# SUPPLIED INFORMATION
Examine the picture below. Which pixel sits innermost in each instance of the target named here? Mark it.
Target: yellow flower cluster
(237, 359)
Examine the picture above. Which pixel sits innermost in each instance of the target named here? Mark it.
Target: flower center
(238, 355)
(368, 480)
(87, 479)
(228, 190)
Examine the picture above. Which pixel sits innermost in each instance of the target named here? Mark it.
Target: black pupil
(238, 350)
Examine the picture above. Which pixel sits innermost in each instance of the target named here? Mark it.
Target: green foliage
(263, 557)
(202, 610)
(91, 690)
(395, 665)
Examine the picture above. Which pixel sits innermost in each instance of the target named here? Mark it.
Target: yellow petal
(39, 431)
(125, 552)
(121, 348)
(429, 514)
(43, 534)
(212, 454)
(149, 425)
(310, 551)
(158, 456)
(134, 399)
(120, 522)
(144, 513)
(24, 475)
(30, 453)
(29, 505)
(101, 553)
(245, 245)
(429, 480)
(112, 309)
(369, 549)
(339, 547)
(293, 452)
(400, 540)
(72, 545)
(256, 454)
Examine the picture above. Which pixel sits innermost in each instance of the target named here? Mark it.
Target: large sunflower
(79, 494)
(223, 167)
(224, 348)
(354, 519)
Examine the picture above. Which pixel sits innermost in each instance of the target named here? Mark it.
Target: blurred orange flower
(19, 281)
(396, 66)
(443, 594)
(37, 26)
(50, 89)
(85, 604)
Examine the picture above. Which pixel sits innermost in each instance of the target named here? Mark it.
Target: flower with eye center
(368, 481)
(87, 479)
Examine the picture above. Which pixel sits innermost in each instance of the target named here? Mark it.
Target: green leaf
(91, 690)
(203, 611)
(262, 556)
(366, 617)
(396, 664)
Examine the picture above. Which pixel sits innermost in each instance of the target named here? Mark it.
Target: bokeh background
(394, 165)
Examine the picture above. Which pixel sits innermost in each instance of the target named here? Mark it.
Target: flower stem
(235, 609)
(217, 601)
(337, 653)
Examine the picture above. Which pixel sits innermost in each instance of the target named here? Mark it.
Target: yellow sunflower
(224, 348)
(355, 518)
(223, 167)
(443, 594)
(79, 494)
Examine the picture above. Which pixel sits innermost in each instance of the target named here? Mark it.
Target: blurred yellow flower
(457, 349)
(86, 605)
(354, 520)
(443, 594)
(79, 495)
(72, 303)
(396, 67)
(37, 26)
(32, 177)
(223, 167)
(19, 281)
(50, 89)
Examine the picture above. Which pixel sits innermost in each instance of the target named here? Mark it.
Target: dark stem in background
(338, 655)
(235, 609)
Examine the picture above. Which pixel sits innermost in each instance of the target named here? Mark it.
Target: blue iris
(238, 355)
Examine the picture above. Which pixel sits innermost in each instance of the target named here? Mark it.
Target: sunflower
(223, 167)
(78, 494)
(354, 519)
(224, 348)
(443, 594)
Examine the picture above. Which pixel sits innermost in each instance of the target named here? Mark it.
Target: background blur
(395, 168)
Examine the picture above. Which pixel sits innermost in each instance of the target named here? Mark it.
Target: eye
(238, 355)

# EXERCISE OBJECTIVE
Output the full listing without altering anything.

# SOLUTION FOR THIS TASK
Examine the picture below. Which pixel sits innermost in each instance of the target named here? Mark it.
Target: yellow flower cluster
(237, 359)
Examine the picture above. Which pixel sits innermost in each instance of the target named here? Mark it.
Target: flower center
(238, 355)
(368, 480)
(87, 479)
(228, 190)
Examine the picture above. Which pixel sits innermost in each instance of the target named here? Mark it.
Target: black pupil
(238, 350)
Examine the picture above. Which pixel sits innermost in each instance of the target named here? Mark it.
Target: green foliage
(263, 557)
(202, 610)
(91, 690)
(395, 665)
Examine the picture above. Which pixel sits innermost in each instance of the target named here? Mark it.
Target: yellow petal
(39, 431)
(125, 552)
(121, 348)
(429, 514)
(43, 534)
(212, 454)
(149, 425)
(310, 551)
(158, 456)
(134, 399)
(120, 522)
(144, 513)
(24, 475)
(30, 453)
(29, 505)
(101, 553)
(245, 245)
(429, 480)
(112, 309)
(369, 549)
(339, 547)
(293, 452)
(400, 540)
(72, 545)
(256, 454)
Examine the picture above. Which pixel sits innermost in each instance of the target named here? Mark it.
Target: large sunflower
(79, 494)
(223, 167)
(224, 348)
(354, 519)
Examine the picture above. Which pixel sits innermost in each instance of the target named here? Mark it.
Target: blurred orange flower
(19, 281)
(396, 66)
(443, 594)
(37, 26)
(50, 89)
(85, 604)
Examine the picture above. Which pixel sits innermost in each instance of the target named here? Mark it.
Target: flower with eye center
(368, 481)
(87, 479)
Examine the picture above. Which pixel sits innermost in each instance of the target named here? Mark it.
Target: green leaf
(91, 690)
(203, 611)
(262, 556)
(366, 617)
(396, 664)
Examine the picture above. Which pixel sits innermost in each instance of the target named here? Mark it.
Target: bokeh background
(394, 165)
Examine the picture above. Which pixel sits innermost in each instance of the target named here? Mark it.
Target: flower stem
(235, 609)
(217, 601)
(337, 653)
Examine the picture above. Which pixel sits innermost in each instance of the target named here? Mark it.
Target: yellow sunflower
(224, 348)
(355, 518)
(223, 167)
(443, 594)
(79, 494)
Examine the picture above. Which pixel sits innermost in each instance of the target named here? Mark it.
Target: blurred yellow flower
(457, 349)
(86, 605)
(354, 520)
(443, 594)
(79, 495)
(72, 303)
(396, 67)
(37, 26)
(32, 177)
(223, 167)
(19, 281)
(50, 89)
Examine the picture above. Which pixel sits innermost in each instance of the target named here? Mark it.
Target: dark stem in background
(338, 655)
(235, 609)
Examine the picture above. Which pixel sits innermost in each instance of the target named here? Mark it.
Target: blue iris
(238, 355)
Examine the picture above. Which pixel sits innermost in each instance of the target named here? Mark it.
Target: sunflower
(223, 167)
(78, 494)
(354, 519)
(224, 348)
(443, 594)
Examine the picture above. Which pixel sits innermost in each instance of the target named here? Mark it.
Target: background blur
(395, 168)
Examine the picture above. Which pixel sits innermost in each instance of the target named here? Mark it.
Target: eye
(238, 355)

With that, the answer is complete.